### Отрывок ###

Дальше Лейбниц опять несет какую-то высокопарную чушь об открытом им законе предустановленной гармонии, знай о том Декарт, так и тот бы признал, кто тут поумнее всех!..Чушью же я это называю потому, что Лейбниц при этом нисколько не смущается говорить от имени Бога, приписывая его мудрости свои фантазии. Так «мудрецы» той поры, переписываясь с королями и императорами, ненавязчиво навязывали им свои мысли, чтобы направить их правление в сторону просвещенности. Но сквозь эти игры с обработкой сознания вдруг прорезаются ростки действительно глубоких наблюдений:

«…будучи убежден в полном согласии всего этого с высочайшей мудростью Бога, деяния которого находятся в величайшей гармонии, какую только можно себе представить, я не мог не прийти к этой системе, согласно которой Бог с самого начала создал душу в таком виде, что она развивается и в строгом порядке представляет все, что совершается в теле, а тело – в таком виде, что оно само собой исполняет то, что требует душа.

И это совершается таким образом, что законы, приводящие мысли души в порядок для достижения конечных целей сообразно с развитием представлений, должны вызывать образы, гармонизирующие и согласующиеся с телесными впечатлениями в наших органах; равным образом и законы движения в теле, обнаруживающиеся в порядке действующих причин, тоже гармонизируют и согласуются с мыслями души так, что тело вынуждено действовать именно в то время, когда этого пожелает душа» (Там же, 1-62).

###

**Задание:** Продолжите отрывок о предустановленной гармонии у Лейбница, начав сразу после его последнего предложения.

### Исходные записи ###

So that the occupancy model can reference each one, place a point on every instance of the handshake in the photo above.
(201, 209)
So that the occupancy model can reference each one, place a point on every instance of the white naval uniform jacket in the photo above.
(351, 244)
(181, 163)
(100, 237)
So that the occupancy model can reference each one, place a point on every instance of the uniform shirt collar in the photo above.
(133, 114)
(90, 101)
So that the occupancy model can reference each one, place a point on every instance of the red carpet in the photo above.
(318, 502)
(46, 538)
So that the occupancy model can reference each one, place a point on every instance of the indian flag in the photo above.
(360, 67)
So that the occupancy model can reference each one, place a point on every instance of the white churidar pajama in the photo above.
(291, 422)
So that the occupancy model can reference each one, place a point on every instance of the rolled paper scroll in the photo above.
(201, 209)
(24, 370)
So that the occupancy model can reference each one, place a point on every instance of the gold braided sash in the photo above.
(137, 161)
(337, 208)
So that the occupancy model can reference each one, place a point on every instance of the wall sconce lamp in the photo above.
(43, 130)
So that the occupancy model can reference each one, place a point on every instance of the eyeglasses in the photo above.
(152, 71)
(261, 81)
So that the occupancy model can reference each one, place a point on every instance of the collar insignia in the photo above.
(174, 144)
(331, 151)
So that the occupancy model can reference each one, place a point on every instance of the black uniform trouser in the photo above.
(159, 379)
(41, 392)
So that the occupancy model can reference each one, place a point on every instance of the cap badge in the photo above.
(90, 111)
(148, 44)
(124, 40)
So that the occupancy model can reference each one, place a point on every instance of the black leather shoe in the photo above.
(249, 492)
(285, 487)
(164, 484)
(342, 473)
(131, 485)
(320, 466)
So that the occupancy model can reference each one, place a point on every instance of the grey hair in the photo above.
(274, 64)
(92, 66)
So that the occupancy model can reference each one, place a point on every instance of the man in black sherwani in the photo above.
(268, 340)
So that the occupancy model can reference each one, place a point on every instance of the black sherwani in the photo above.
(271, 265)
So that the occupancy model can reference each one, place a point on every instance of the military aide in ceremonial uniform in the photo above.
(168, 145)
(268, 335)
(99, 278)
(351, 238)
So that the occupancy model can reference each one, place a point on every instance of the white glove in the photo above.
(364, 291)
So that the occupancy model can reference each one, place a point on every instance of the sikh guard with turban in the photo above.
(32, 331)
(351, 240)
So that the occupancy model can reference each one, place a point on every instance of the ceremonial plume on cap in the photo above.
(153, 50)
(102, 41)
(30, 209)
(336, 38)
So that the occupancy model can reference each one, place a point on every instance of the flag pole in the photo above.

###

**Ответ:**
В общем, какая разница, как Лейбниц зарабатывал себе славу. Предустановленная гармония или естественная связь души и тела, важно одно: если душа приводит свои мысли в порядок, необходимый для достижения цели, она создает для этого образы, складывающиеся в представления, и тело будет действовать строго в соответствии с этими образами. Это наблюдение над жизнью, и неважно, как его объясняет метафизик или физик. Для прикладника оно – закон.

Физики сейчас, правда, ищут то, что может быть названо уздой и шпорами, то есть те тонкоматериальные среды, что связывают душу с нервной системой, и много говорят о лептонных полях и еще чем-то подобном. Иными словами, связь эта, очевидно, есть, и просто еще наука не имеет средств, чтобы наблюдать ее с достаточной очевидностью.

Но это описание, сделанное Лейбницем, если вглядеться, относится к работе свободной воли, то есть является описанием того, как я сам решаю действовать и действую. Здесь еще нет ни побуждения к действию, ни мотива. Здесь действует Я и только Я. Условно говоря, это уровень чистого разума Канта. Как возможны побуждения?

Безусловно, они возникают на более низком уровне, там, где душа гораздо больше вовлечена в земное бытие и не имеет ни идеальной чистоты, ни совершенства. Побуждения и сама возможность их существования как-то связаны с несовершенством наших душ.

«Справедливо то, что остается еще некоторое несовершенство в устройстве души.

Все совершающееся в душе зависит от нее, но не всегда от ее воли; это было бы уже слишком. Даже не все известно ее разуму, не все представляется ему отчетливо. Ибо в душе существует не только ряд отчетливых представлений, находящихся в ее власти, но и ряд смутных представлений, или страстей, ввергающих ее в рабство» (Там же, 1-64).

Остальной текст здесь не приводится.